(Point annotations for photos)

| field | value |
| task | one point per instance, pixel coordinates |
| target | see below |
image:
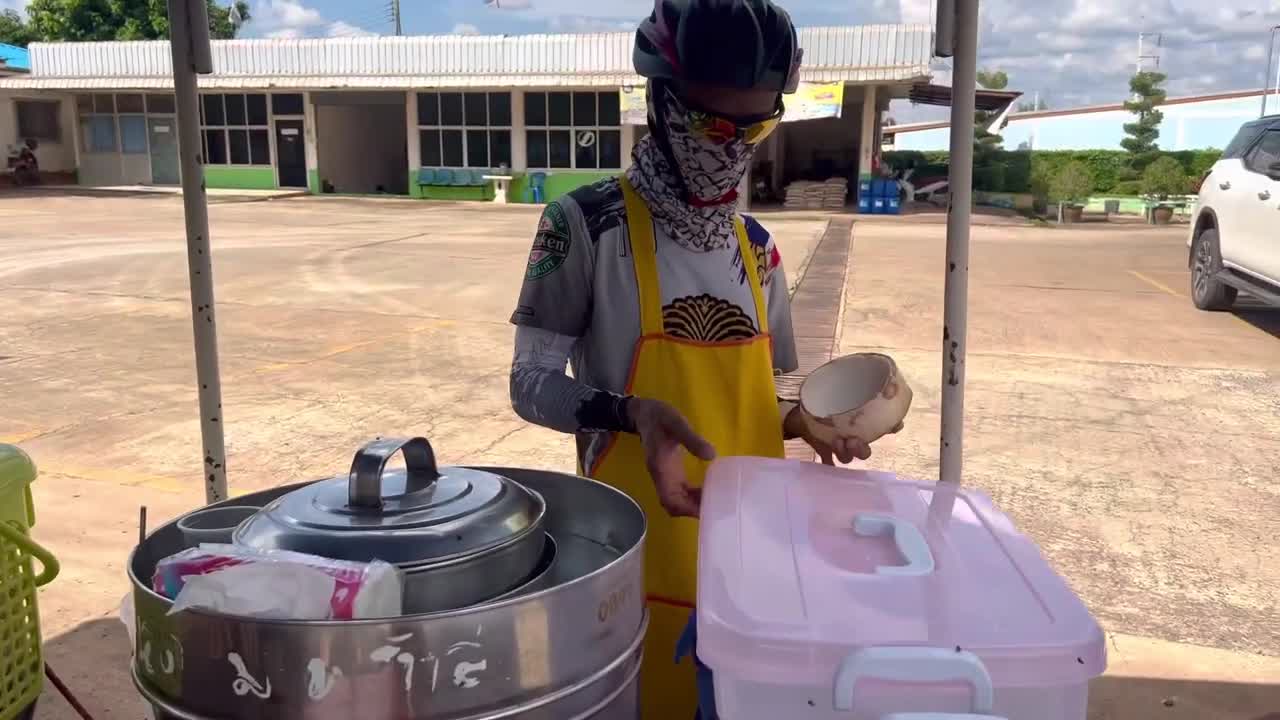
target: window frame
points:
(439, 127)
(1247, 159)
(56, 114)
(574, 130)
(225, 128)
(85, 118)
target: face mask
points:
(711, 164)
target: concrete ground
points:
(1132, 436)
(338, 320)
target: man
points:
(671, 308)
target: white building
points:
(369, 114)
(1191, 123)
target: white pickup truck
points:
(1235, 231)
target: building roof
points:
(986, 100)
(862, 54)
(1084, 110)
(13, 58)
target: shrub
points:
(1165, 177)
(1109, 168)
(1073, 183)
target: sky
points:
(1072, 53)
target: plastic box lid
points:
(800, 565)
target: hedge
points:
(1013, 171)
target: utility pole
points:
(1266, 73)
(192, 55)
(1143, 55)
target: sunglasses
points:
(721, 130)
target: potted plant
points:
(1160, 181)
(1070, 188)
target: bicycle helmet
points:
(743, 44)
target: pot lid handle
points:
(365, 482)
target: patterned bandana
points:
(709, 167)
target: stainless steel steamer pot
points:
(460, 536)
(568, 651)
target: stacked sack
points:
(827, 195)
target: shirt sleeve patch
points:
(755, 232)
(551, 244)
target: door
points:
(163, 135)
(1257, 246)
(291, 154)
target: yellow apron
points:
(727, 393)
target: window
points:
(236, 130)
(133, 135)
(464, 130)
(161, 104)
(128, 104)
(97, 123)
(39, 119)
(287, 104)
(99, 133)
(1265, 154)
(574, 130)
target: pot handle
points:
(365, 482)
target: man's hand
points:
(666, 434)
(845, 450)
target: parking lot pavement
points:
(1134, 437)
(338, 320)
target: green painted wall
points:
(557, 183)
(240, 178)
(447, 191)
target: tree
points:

...

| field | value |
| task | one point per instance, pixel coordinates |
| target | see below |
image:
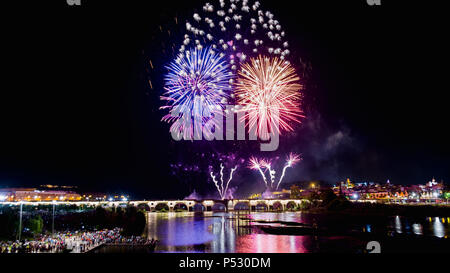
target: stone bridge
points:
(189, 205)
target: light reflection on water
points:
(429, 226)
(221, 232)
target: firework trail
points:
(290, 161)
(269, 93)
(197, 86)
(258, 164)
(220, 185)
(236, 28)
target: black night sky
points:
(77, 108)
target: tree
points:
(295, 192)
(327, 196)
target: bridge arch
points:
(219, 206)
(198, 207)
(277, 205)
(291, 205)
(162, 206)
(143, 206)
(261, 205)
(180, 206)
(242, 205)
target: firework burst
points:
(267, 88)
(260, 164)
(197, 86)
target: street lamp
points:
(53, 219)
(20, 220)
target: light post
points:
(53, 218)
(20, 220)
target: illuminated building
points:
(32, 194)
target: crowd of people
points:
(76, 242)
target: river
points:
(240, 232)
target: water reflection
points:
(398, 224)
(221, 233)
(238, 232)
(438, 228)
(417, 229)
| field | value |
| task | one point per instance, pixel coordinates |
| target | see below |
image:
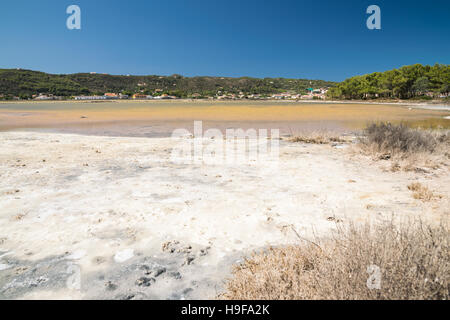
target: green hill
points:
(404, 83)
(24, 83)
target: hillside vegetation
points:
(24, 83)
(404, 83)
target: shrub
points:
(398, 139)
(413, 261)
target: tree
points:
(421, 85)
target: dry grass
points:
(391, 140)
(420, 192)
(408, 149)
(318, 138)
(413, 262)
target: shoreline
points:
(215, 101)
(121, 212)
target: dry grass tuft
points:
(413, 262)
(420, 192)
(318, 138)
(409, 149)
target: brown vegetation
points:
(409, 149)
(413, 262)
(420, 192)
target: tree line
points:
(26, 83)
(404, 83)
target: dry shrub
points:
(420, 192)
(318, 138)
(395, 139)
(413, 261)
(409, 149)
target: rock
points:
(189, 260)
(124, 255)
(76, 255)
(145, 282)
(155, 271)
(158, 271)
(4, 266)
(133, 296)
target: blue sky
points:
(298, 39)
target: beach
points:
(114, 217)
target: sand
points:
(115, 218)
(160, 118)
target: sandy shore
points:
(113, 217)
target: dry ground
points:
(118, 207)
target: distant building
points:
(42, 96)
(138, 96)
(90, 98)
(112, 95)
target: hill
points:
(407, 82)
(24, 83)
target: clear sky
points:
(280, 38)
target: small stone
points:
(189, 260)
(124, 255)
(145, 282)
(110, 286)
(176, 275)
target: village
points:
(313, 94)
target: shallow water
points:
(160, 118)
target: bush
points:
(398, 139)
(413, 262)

...

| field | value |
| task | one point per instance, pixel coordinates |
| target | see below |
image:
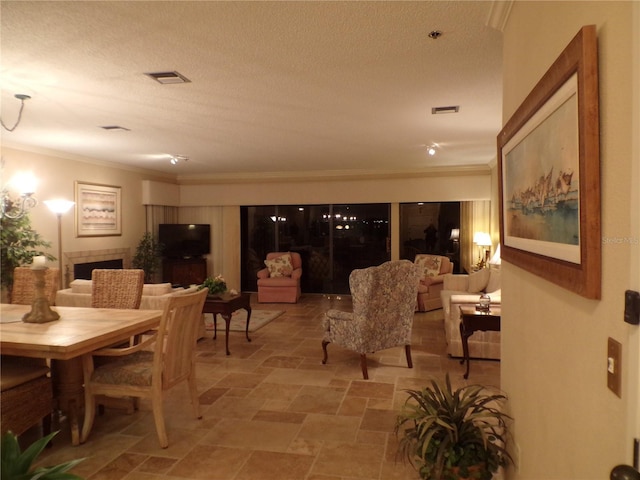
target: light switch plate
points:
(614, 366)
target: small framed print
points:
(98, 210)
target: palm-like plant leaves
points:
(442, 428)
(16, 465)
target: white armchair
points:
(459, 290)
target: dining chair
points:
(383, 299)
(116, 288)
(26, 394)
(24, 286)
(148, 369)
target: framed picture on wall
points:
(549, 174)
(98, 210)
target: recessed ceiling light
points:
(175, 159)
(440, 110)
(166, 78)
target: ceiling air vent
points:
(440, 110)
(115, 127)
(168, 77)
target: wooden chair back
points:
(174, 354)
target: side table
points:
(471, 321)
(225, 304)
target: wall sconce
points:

▸ **Given instruction**
Please pick out every line above that contains the word "water" and copy each one.

▸ **Answer to the exercise**
target: light reflection on water
target: water reflection
target: shallow water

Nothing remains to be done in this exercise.